# Available records
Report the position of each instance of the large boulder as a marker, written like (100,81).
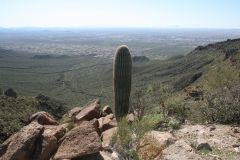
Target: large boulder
(49,141)
(89,112)
(73,112)
(21,145)
(43,118)
(153,143)
(80,141)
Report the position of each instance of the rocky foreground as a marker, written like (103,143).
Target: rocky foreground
(85,134)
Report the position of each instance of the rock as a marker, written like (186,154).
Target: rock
(107,122)
(21,145)
(107,136)
(94,123)
(73,112)
(42,97)
(10,93)
(153,143)
(43,118)
(180,150)
(89,111)
(130,117)
(80,141)
(106,155)
(203,144)
(212,128)
(106,110)
(49,142)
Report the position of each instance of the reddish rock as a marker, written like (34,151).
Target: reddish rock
(89,111)
(49,144)
(130,117)
(80,141)
(73,112)
(106,110)
(43,118)
(21,145)
(107,136)
(107,122)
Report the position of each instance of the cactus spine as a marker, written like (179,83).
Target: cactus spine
(122,77)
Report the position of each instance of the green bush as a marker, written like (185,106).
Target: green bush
(128,136)
(223,105)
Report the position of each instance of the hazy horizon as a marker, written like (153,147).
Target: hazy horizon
(150,14)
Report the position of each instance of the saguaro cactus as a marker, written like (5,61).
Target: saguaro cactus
(122,77)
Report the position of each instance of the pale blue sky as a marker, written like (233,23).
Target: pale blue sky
(120,13)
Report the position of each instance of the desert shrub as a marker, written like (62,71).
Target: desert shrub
(223,105)
(174,124)
(128,136)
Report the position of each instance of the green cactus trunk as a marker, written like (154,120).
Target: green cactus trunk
(122,77)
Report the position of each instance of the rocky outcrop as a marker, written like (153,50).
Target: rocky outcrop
(82,140)
(107,122)
(21,146)
(49,141)
(43,118)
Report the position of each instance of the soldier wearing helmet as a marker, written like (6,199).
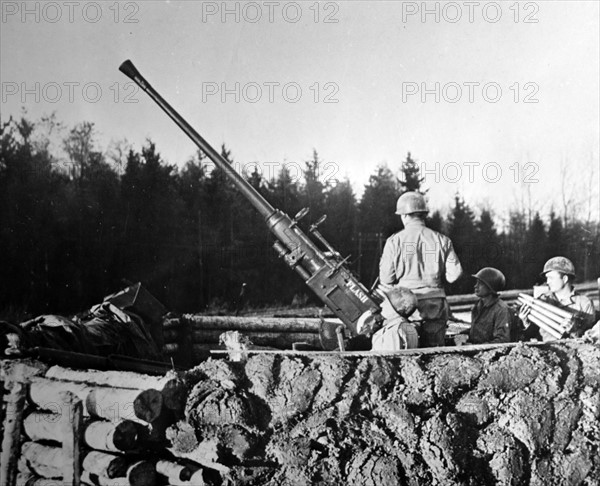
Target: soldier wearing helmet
(560,274)
(491,318)
(397,331)
(421,260)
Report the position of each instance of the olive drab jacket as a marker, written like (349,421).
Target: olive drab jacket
(419,259)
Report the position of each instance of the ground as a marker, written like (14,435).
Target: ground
(514,415)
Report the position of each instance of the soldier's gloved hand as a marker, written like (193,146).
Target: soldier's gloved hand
(523,315)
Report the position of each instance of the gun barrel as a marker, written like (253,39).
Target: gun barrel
(259,202)
(329,279)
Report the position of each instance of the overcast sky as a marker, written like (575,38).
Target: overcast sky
(469,88)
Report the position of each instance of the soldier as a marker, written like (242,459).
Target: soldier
(491,319)
(421,260)
(560,274)
(398,332)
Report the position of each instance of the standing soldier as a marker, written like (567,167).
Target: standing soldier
(560,274)
(421,260)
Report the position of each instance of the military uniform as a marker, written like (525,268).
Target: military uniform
(421,259)
(396,334)
(491,322)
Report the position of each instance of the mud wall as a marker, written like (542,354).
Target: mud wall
(523,415)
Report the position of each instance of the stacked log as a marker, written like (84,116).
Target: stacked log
(203,332)
(79,428)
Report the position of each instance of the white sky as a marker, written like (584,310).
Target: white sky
(373,56)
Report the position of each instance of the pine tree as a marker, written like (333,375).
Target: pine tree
(461,230)
(410,178)
(535,247)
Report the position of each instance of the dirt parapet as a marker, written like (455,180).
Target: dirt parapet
(510,416)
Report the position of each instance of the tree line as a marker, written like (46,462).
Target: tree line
(78,223)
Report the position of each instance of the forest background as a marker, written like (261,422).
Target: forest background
(79,223)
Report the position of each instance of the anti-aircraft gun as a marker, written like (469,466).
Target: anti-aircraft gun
(323,271)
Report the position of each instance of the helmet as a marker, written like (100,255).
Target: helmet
(411,202)
(492,277)
(403,300)
(560,264)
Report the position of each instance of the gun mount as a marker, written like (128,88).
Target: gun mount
(323,271)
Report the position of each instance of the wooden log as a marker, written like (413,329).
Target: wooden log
(141,473)
(28,479)
(171,335)
(283,340)
(255,324)
(71,434)
(171,348)
(45,393)
(173,471)
(96,480)
(46,461)
(171,386)
(106,465)
(197,479)
(44,425)
(118,379)
(112,436)
(116,404)
(173,323)
(15,403)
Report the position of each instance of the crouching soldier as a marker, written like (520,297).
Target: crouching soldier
(492,321)
(397,331)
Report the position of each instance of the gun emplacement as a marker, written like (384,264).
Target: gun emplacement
(326,275)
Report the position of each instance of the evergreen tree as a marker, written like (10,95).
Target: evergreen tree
(489,249)
(410,179)
(535,246)
(556,243)
(462,232)
(313,196)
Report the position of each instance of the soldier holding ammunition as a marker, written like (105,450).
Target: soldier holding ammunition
(397,331)
(421,260)
(560,273)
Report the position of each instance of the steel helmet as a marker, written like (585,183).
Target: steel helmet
(492,277)
(560,264)
(403,300)
(411,202)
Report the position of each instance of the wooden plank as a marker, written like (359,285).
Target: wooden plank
(255,324)
(9,457)
(404,352)
(283,340)
(71,435)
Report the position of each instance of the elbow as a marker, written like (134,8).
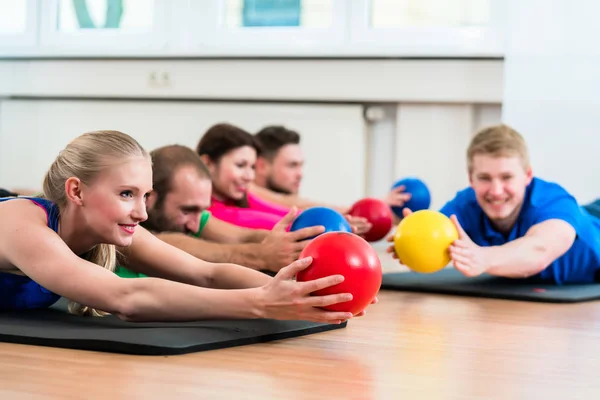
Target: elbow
(127,303)
(544,256)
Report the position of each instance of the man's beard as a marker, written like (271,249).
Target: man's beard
(158,222)
(275,188)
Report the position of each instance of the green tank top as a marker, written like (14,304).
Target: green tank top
(127,273)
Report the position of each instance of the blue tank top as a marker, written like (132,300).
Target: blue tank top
(19,292)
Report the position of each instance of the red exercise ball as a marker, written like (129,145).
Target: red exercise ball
(378,213)
(349,255)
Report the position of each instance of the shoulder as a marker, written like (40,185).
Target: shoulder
(549,200)
(464,200)
(18,212)
(543,191)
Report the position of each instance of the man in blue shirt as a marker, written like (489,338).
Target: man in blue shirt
(515,225)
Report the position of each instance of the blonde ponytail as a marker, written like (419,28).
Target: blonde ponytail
(84,158)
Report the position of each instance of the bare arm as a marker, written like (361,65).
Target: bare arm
(289,200)
(220,231)
(26,242)
(40,253)
(152,256)
(247,254)
(531,254)
(278,249)
(520,258)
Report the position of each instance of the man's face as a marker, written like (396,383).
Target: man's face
(182,207)
(499,184)
(285,171)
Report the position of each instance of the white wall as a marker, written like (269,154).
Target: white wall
(431,109)
(552,88)
(34,131)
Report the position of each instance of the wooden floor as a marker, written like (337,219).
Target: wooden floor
(409,346)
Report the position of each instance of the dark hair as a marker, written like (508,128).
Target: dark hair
(272,138)
(166,161)
(7,193)
(220,139)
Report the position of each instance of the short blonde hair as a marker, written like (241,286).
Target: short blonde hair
(498,141)
(84,158)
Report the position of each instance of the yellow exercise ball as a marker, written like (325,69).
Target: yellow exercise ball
(422,239)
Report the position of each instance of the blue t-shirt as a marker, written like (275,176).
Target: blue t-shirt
(18,292)
(543,201)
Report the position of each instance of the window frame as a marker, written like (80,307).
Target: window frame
(425,41)
(102,41)
(28,38)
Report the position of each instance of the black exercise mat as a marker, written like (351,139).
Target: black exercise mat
(451,281)
(54,327)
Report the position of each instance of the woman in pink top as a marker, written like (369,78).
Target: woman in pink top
(230,155)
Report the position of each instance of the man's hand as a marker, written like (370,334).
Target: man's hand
(467,257)
(280,248)
(397,197)
(359,225)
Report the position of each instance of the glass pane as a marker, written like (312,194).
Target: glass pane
(430,13)
(273,13)
(13,16)
(131,15)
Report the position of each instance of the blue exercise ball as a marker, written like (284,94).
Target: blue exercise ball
(420,196)
(332,220)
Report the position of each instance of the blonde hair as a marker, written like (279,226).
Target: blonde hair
(498,141)
(85,157)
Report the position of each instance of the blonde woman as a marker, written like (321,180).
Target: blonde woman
(66,244)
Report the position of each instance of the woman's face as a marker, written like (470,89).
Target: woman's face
(233,173)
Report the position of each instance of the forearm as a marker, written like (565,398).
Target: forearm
(254,236)
(233,276)
(248,255)
(519,258)
(151,299)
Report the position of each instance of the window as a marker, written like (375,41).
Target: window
(279,13)
(130,15)
(429,13)
(435,28)
(17,23)
(13,18)
(98,26)
(269,27)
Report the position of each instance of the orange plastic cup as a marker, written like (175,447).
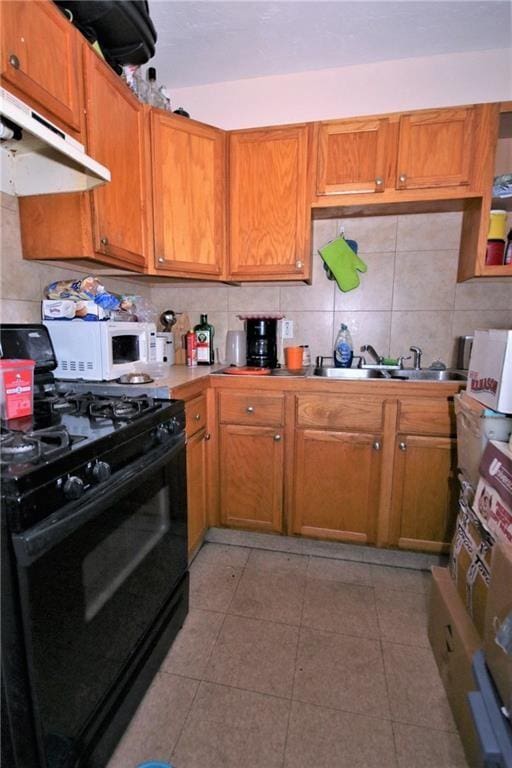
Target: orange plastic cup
(293,358)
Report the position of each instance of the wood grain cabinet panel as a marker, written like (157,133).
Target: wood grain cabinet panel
(188,170)
(269,217)
(40,60)
(425,492)
(336,488)
(435,149)
(251,477)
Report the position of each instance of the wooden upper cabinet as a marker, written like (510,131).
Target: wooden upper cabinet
(40,61)
(188,172)
(353,156)
(435,149)
(118,137)
(269,216)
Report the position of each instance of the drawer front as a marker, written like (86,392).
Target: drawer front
(195,415)
(427,416)
(258,408)
(361,414)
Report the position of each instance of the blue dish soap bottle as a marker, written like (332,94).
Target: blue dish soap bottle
(343,348)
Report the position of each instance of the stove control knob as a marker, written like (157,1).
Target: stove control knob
(73,488)
(100,472)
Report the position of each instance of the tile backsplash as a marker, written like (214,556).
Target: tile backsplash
(409,294)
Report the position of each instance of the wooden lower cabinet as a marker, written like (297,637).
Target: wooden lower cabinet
(251,477)
(424,493)
(336,485)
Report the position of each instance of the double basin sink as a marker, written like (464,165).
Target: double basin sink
(405,374)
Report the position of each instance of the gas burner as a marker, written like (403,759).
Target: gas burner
(122,408)
(31,447)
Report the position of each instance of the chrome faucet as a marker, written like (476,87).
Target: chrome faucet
(416,363)
(368,348)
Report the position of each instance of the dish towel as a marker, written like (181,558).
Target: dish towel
(343,262)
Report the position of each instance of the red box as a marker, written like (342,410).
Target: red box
(17,388)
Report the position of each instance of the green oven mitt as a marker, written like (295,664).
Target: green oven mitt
(343,262)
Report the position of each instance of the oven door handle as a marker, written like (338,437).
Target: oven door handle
(31,544)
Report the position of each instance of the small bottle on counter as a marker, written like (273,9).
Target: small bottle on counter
(191,349)
(204,332)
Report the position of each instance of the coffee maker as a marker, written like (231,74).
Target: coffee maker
(261,341)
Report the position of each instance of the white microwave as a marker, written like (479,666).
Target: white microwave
(100,351)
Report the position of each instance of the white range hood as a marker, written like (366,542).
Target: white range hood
(44,160)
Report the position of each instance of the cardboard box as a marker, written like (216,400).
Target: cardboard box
(498,624)
(476,425)
(470,563)
(496,469)
(493,513)
(454,640)
(490,369)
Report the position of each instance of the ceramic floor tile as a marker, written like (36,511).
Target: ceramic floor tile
(406,579)
(281,562)
(254,654)
(425,748)
(416,693)
(403,616)
(341,672)
(154,730)
(222,554)
(336,607)
(229,728)
(346,571)
(212,585)
(193,645)
(273,596)
(326,738)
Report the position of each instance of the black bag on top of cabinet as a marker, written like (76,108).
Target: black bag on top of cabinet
(123,28)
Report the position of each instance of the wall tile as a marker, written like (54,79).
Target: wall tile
(375,291)
(484,294)
(429,231)
(428,330)
(366,328)
(425,280)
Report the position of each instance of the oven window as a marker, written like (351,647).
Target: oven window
(125,349)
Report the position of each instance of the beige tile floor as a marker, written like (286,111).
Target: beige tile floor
(297,661)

# Set problem
Copy out the records above word for word, from the line containing "Report the position of each instance of the wall" through the end of the records.

# Result
Report the position of each instance of the wall tile as a marker, written like (54,79).
Target: wall tile
(375,291)
(484,294)
(429,231)
(428,330)
(366,328)
(425,280)
Report the position of each instance of the oven window as a marker, written like (351,647).
Target: oven window
(125,349)
Report the position of each instance of the beige tile floor as a marker, written like (286,111).
Target: beige tile floor
(297,661)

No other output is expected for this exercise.